Exercise directions: Copy the listing below line for line, with no changes at all.

Data lines:
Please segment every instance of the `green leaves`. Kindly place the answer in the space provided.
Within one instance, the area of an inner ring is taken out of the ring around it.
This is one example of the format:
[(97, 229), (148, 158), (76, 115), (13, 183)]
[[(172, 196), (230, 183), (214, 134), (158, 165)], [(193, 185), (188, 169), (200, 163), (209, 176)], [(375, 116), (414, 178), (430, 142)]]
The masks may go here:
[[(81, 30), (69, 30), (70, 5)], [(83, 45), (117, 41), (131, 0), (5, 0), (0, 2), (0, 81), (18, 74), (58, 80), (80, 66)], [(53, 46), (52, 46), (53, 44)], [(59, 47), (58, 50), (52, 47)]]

Finished exercise:
Please segment every instance of the `green leaves`. Kindly place the answer in the space provided.
Within one instance, the area of an inner ring is taken out of the ring around it.
This is one example of the format:
[(97, 229), (148, 158), (76, 115), (13, 183)]
[[(172, 196), (230, 183), (214, 134), (158, 165)], [(193, 185), (188, 169), (200, 163), (209, 176)], [(375, 116), (414, 178), (430, 142)]]
The masks may go here:
[[(81, 30), (69, 30), (70, 5)], [(83, 45), (117, 41), (131, 0), (5, 0), (0, 2), (0, 81), (18, 74), (58, 80), (80, 66)], [(53, 46), (52, 46), (53, 44)], [(59, 47), (58, 50), (52, 47)]]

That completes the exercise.